# 文書の抜粋:

ロシア学事始ロシアの君主ロマーノフ家人名録系図人名一覧

ロマーノフ家人名録

アレクサンドラ・パーヴロヴナ

Александра Павловна, Alexandra Pawlowna

大公女 великая княжна
大公妃 Erzherzogin (1799-)

生:1783.07.29/08.10−サンクト・ペテルブルグ или ツァールスコエ・セロー
没:1801.03.04/03.16(享年17)−オフェン(現ブダペスト、ハンガリー)

父:皇帝パーヴェル・ペトローヴィチ 1754-1801
母:皇妃マリーヤ・フョードロヴナ 1759-1828 (ヴュルテンベルク公フリードリヒ2世・オイゲン)

婚約:1796
  & グスタフ4世・アドルフ 1778-1837 スウェーデン王(1792-1809)

結婚:1799−ガッチナ
  & オーストリア大公ヨーゼフ・アントン 1776-1847 (神聖ローマ皇帝レーオポルト2世)

子:

生没年結婚相手
ヨーゼフ・アントンと
1アレクサンドリーネ1801

皇帝パーヴェル・ペトローヴィチの第三子(長女)。
 皇帝アレクサンドル1世・パーヴロヴィチの妹で、ニコライ1世・パーヴロヴィチの姉。

 兄ふたり、アレクサンドル・パーヴロヴィチ大公コンスタンティーン・パーヴロヴィチ大公は祖母エカテリーナ2世の手元で育てられたが、アレクサンドラ・パーヴロヴナ大公女(と妹弟たち)は両親のもとで育つ。

シャルロッタ・カールロヴナ・リーヴェン(1743-1828)はリヴォニア系ドイツ人。未亡人として4人の子供を育てた。1783年、アレクサンドラ・パーヴロヴナ大公女の誕生で、エカテリーナ2世によりその養育係として雇われる。以後、パーヴェル・ペトローヴィチマリーヤ・フョードロヴナのすべての子たちの養育を看た。女帝自身の生活態度が悪影響を与えると言ったのを耳にしたエカテリーナ2世は「あなたのような女性が必要なのだ」と言ったとか。エカテリーナ2世の信任を得ると同時にマリーヤ・フョードロヴナからも好かれた希有の人物。その死に際して、ニコライ1世(かれもリーヴェン夫人に育てられたひとりだ)の命で宮廷は3日間の喪に服した。伯、公(彼女自身の権利として)。

 ロマーノフ家で女子の教育が問題となるのは久方ぶりのことだったが、ピョートル大帝の時代と同じように、歴史や地理、舞踏、語学(フランス語、ドイツ語、ほかに時としてイタリア語、英語など)が教えられ、さらにこの頃からは美術や文学、音楽も取り入れられるようになった。

 1793年、スウェーデン王グスタフ4世・アドルフ(1778-1837)との結婚話が持ち上がる。

# 提供データ:

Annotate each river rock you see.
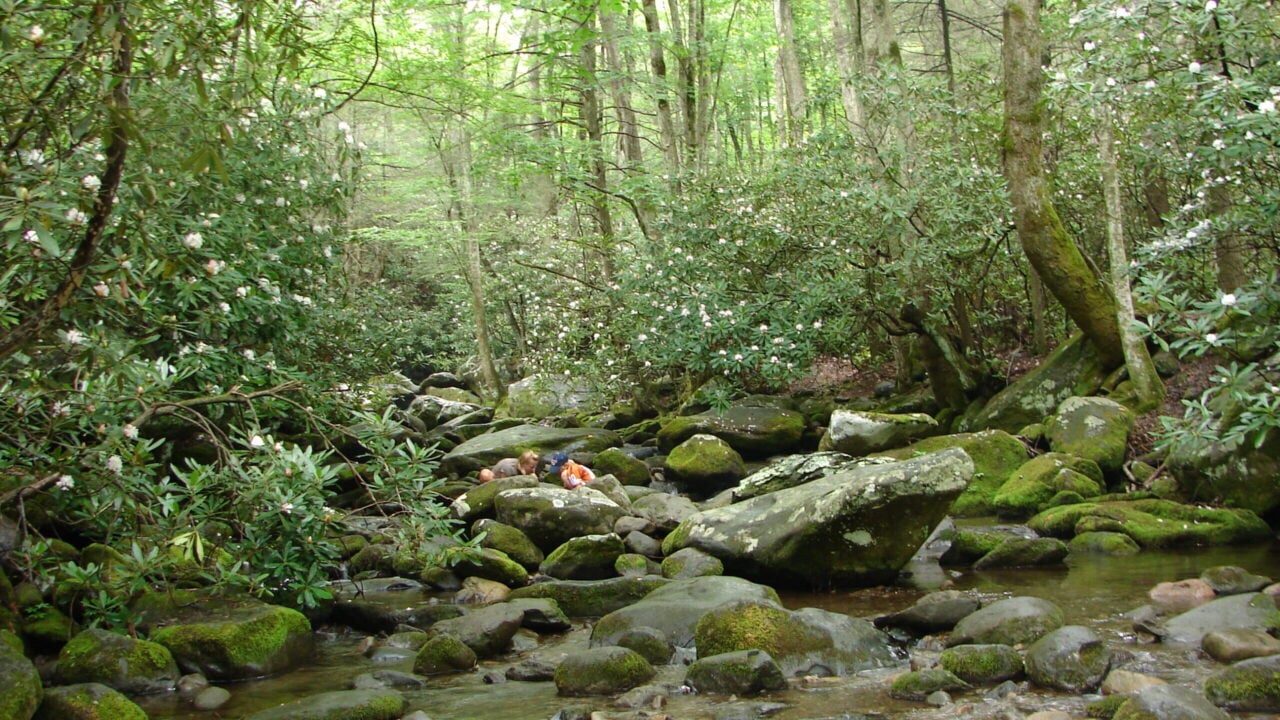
[588,575,781,647]
[1204,655,1280,712]
[440,425,622,477]
[685,650,787,696]
[143,598,312,680]
[1201,628,1280,662]
[556,646,654,696]
[663,448,973,587]
[471,517,545,571]
[35,683,147,720]
[694,600,897,676]
[874,430,1027,518]
[429,603,525,660]
[732,452,854,502]
[1147,578,1217,612]
[818,410,940,457]
[1027,498,1272,547]
[1201,565,1271,594]
[874,591,982,635]
[658,405,805,459]
[1111,685,1231,720]
[246,689,408,720]
[508,575,671,618]
[947,597,1064,647]
[631,492,698,534]
[991,452,1106,520]
[497,486,626,551]
[938,644,1025,685]
[1044,397,1133,475]
[58,628,179,694]
[663,433,746,497]
[1161,592,1276,646]
[0,632,45,720]
[540,533,627,580]
[1025,625,1111,693]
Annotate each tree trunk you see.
[1098,117,1165,413]
[1002,0,1124,369]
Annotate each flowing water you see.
[140,543,1280,720]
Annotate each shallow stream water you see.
[140,542,1280,720]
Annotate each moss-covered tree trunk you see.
[1002,0,1124,368]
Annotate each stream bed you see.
[136,542,1280,720]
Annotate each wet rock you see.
[35,683,147,720]
[947,597,1064,647]
[685,650,787,696]
[238,689,408,720]
[495,486,626,551]
[556,646,654,696]
[0,632,45,720]
[818,410,940,457]
[1025,625,1111,693]
[1201,565,1271,594]
[540,533,626,580]
[58,628,179,694]
[1111,685,1230,720]
[662,547,724,580]
[508,575,671,618]
[888,669,970,701]
[1204,655,1280,712]
[938,644,1024,685]
[874,591,982,635]
[663,448,973,587]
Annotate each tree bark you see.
[1001,0,1124,369]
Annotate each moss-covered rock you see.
[238,689,408,720]
[556,646,654,696]
[591,447,649,486]
[992,452,1105,520]
[58,628,179,694]
[151,598,312,680]
[888,667,972,701]
[1027,498,1271,547]
[35,683,147,720]
[0,633,45,720]
[938,644,1024,685]
[877,430,1027,518]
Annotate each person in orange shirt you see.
[548,452,595,489]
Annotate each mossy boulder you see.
[58,628,179,694]
[888,667,972,701]
[507,575,671,618]
[540,533,627,580]
[35,683,147,720]
[1027,498,1272,548]
[685,650,787,697]
[151,598,312,680]
[991,452,1106,520]
[244,689,408,720]
[947,597,1064,646]
[876,430,1027,518]
[938,644,1025,685]
[1204,655,1280,712]
[818,410,940,457]
[663,433,746,497]
[0,633,45,720]
[1025,625,1111,693]
[556,646,654,697]
[591,447,649,486]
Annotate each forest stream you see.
[129,527,1280,720]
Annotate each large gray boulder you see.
[494,484,626,552]
[440,425,622,477]
[663,448,973,587]
[818,410,940,457]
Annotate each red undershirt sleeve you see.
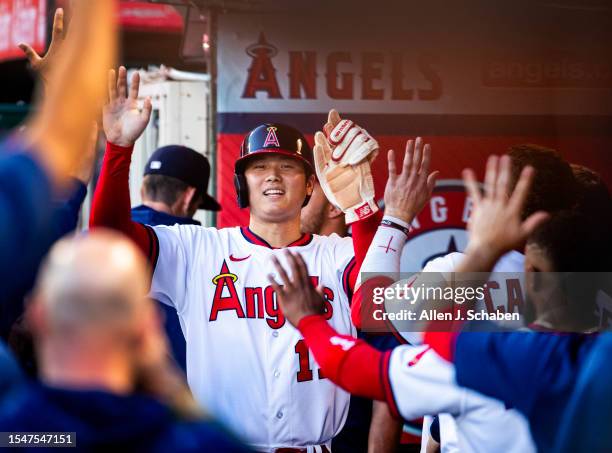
[298,315,392,401]
[89,142,157,264]
[349,211,383,291]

# 課題一覧:
1) アレクサンドラ・パーヴロヴナについての文書の抜粋で、ロマーノフ家の女子教育の語学として挙げられている言語をすべて書き出してください。
2) レコードのうち、「Annotate each stream bed you see.」を含む行から始め、レコードの最後の行までを、「番号」と「レコードの行」の2列からなるMarkdownの表で表してください。空行と画像は表に入れないこと。

# 課題別の解答:
1) フランス語、ドイツ語、イタリア語、英語

2)
| 番号 | レコードの行 |
|---|---|
| 1 | Annotate each stream bed you see. |
| 2 | [136,542,1280,720] |
| 3 | Annotate each wet rock you see. |
| 4 | [35,683,147,720] |
| 5 | [947,597,1064,647] |
| 6 | [685,650,787,696] |
| 7 | [238,689,408,720] |
| 8 | [495,486,626,551] |
| 9 | [556,646,654,696] |
| 10 | [0,632,45,720] |
| 11 | [818,410,940,457] |
| 12 | [1025,625,1111,693] |
| 13 | [1201,565,1271,594] |
| 14 | [540,533,626,580] |
| 15 | [58,628,179,694] |
| 16 | [1111,685,1230,720] |
| 17 | [662,547,724,580] |
| 18 | [508,575,671,618] |
| 19 | [888,669,970,701] |
| 20 | [1204,655,1280,712] |
| 21 | [938,644,1024,685] |
| 22 | [874,591,982,635] |
| 23 | [663,448,973,587] |
| 24 | Annotate each tree bark you see. |
| 25 | [1001,0,1124,369] |
| 26 | Annotate each moss-covered rock you see. |
| 27 | [238,689,408,720] |
| 28 | [556,646,654,696] |
| 29 | [591,447,649,486] |
| 30 | [992,452,1105,520] |
| 31 | [58,628,179,694] |
| 32 | [151,598,312,680] |
| 33 | [888,667,972,701] |
| 34 | [1027,498,1271,547] |
| 35 | [35,683,147,720] |
| 36 | [0,633,45,720] |
| 37 | [938,644,1024,685] |
| 38 | [877,430,1027,518] |
| 39 | Annotate each person in orange shirt you see. |
| 40 | [548,452,595,489] |
| 41 | Annotate each mossy boulder you see. |
| 42 | [58,628,179,694] |
| 43 | [888,667,972,701] |
| 44 | [507,575,671,618] |
| 45 | [540,533,627,580] |
| 46 | [35,683,147,720] |
| 47 | [1027,498,1272,548] |
| 48 | [685,650,787,697] |
| 49 | [151,598,312,680] |
| 50 | [991,452,1106,520] |
| 51 | [244,689,408,720] |
| 52 | [947,597,1064,646] |
| 53 | [876,430,1027,518] |
| 54 | [938,644,1025,685] |
| 55 | [1204,655,1280,712] |
| 56 | [818,410,940,457] |
| 57 | [663,433,746,497] |
| 58 | [0,633,45,720] |
| 59 | [1025,625,1111,693] |
| 60 | [556,646,654,697] |
| 61 | [591,447,649,486] |
| 62 | Annotate each forest stream you see. |
| 63 | [129,527,1280,720] |
| 64 | Annotate each large gray boulder you see. |
| 65 | [494,484,626,552] |
| 66 | [440,425,622,477] |
| 67 | [663,448,973,587] |
| 68 | [818,410,940,457] |
| 69 | Annotate each red undershirt sleeve you see. |
| 70 | [298,315,392,401] |
| 71 | [89,142,157,264] |
| 72 | [349,211,383,291] |